::: STORED DATA :::

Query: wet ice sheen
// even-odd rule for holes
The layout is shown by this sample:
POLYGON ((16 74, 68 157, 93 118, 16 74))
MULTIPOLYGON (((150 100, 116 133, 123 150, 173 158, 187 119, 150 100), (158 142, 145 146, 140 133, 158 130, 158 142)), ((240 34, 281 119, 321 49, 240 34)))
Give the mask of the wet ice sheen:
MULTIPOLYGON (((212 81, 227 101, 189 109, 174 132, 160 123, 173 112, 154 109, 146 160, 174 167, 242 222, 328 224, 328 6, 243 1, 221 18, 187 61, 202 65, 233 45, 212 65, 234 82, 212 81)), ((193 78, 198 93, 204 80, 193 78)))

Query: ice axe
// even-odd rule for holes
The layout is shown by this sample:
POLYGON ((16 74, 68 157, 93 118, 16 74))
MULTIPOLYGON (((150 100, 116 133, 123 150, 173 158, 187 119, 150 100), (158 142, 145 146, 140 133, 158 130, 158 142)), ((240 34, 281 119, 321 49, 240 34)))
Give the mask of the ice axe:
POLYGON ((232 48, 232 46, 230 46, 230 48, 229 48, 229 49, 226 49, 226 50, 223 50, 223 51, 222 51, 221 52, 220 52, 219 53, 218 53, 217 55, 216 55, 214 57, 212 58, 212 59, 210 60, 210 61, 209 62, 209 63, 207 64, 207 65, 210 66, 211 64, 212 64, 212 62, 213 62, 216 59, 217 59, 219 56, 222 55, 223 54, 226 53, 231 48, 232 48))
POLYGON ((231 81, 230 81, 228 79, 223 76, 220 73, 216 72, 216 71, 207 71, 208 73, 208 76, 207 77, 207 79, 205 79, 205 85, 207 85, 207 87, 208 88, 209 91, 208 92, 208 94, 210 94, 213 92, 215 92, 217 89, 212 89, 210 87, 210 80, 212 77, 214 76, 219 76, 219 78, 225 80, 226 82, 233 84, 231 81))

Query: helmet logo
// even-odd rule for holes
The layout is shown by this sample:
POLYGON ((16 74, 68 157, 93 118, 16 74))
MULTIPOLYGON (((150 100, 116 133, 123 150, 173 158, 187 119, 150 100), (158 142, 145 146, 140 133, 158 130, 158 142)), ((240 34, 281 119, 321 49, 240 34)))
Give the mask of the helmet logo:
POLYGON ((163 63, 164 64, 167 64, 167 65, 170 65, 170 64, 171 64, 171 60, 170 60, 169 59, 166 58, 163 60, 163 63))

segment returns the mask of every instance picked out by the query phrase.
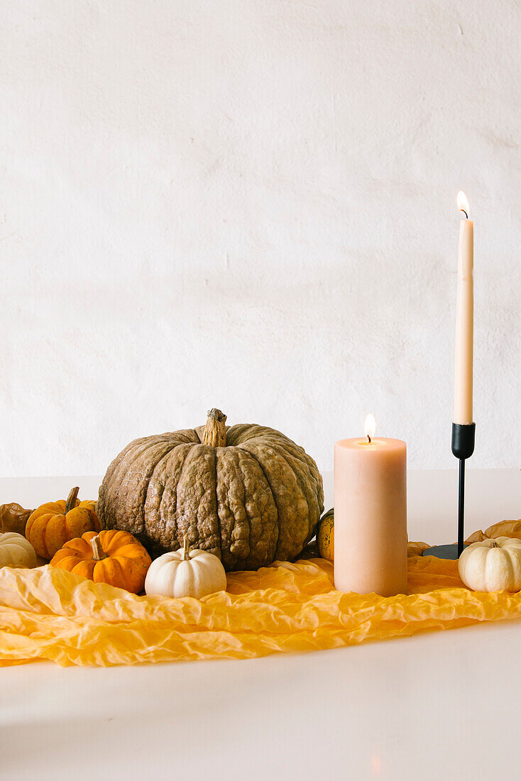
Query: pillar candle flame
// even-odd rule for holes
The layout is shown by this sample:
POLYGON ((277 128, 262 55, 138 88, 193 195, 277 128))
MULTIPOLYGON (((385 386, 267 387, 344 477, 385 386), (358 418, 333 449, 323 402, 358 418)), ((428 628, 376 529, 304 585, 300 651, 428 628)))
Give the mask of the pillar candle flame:
POLYGON ((376 421, 374 419, 374 415, 371 415, 369 413, 366 418, 364 430, 366 432, 366 437, 370 442, 374 437, 375 431, 376 430, 376 421))

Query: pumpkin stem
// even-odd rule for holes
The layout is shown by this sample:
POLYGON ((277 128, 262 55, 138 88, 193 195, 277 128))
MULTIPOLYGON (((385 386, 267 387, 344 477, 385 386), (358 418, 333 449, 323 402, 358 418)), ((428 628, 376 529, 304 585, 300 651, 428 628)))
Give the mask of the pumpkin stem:
POLYGON ((91 540, 91 547, 92 547, 92 560, 94 562, 101 562, 107 558, 107 554, 102 547, 99 534, 96 534, 95 537, 92 537, 91 540))
POLYGON ((69 496, 67 497, 67 501, 65 503, 65 512, 66 513, 70 512, 76 507, 76 500, 78 497, 78 491, 80 490, 79 486, 75 486, 74 488, 71 488, 69 492, 69 496))
POLYGON ((183 558, 182 562, 190 561, 190 543, 188 542, 188 535, 185 534, 183 537, 183 558))
POLYGON ((202 433, 202 444, 212 448, 226 448, 226 419, 220 409, 209 409, 208 419, 202 433))

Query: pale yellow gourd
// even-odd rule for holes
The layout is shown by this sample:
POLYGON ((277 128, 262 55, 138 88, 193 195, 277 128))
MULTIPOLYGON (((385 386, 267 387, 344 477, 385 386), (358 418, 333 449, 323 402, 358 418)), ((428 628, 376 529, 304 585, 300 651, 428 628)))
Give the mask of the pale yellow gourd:
POLYGON ((34 548, 21 534, 5 532, 0 534, 0 567, 37 567, 34 548))
POLYGON ((152 562, 145 581, 148 594, 201 599, 227 587, 220 560, 207 551, 191 551, 187 537, 180 551, 165 553, 152 562))
POLYGON ((521 540, 496 537, 466 547, 459 576, 473 591, 521 590, 521 540))

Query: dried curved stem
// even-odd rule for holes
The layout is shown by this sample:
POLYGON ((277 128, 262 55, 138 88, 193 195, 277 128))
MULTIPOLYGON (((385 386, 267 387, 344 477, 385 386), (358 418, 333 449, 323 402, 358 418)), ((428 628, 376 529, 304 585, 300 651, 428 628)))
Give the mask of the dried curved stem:
POLYGON ((76 500, 78 497, 78 491, 80 490, 79 486, 75 486, 71 488, 69 492, 69 496, 67 497, 67 501, 65 503, 65 512, 70 512, 76 507, 76 500))
POLYGON ((208 418, 202 433, 202 444, 212 448, 226 448, 227 416, 220 409, 209 409, 208 418))

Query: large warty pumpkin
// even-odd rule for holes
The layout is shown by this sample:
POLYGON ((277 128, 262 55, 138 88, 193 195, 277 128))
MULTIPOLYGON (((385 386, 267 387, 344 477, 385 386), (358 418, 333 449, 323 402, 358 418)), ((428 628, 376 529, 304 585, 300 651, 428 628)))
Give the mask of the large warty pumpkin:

:::

## SET TASK
Can you rewrite the lines between the one holding "Query: ice axe" and the one holding "POLYGON ((231 81, 230", inclusive, swapping "ice axe" for "climbing axe" and leaving everything else unchanged, and give only those lines?

## SOLVED EXERCISE
Query: climbing axe
// even-odd rule for holes
The layout is shown by this sample:
POLYGON ((16 74, 68 157, 93 118, 16 74))
MULTIPOLYGON (((150 100, 116 133, 123 150, 173 158, 187 119, 150 100), (158 142, 145 146, 140 133, 158 130, 158 142)), ((240 34, 281 119, 321 49, 240 34)))
Give the mask of the climbing axe:
POLYGON ((232 48, 232 46, 230 46, 230 48, 229 48, 229 49, 226 49, 226 50, 223 50, 223 51, 222 51, 221 52, 220 52, 219 53, 218 53, 217 55, 216 55, 214 57, 212 58, 212 59, 210 60, 210 61, 209 62, 209 63, 207 64, 207 65, 210 66, 211 64, 212 64, 212 62, 213 62, 216 59, 217 59, 219 56, 222 55, 223 54, 226 53, 231 48, 232 48))
POLYGON ((231 81, 230 81, 228 79, 223 76, 220 73, 216 72, 216 71, 207 71, 208 73, 208 76, 207 77, 207 79, 205 79, 205 85, 207 85, 207 87, 208 88, 209 91, 208 92, 208 94, 210 94, 213 92, 215 92, 217 89, 212 89, 210 87, 210 80, 212 77, 214 76, 219 76, 219 78, 225 80, 226 82, 233 84, 231 81))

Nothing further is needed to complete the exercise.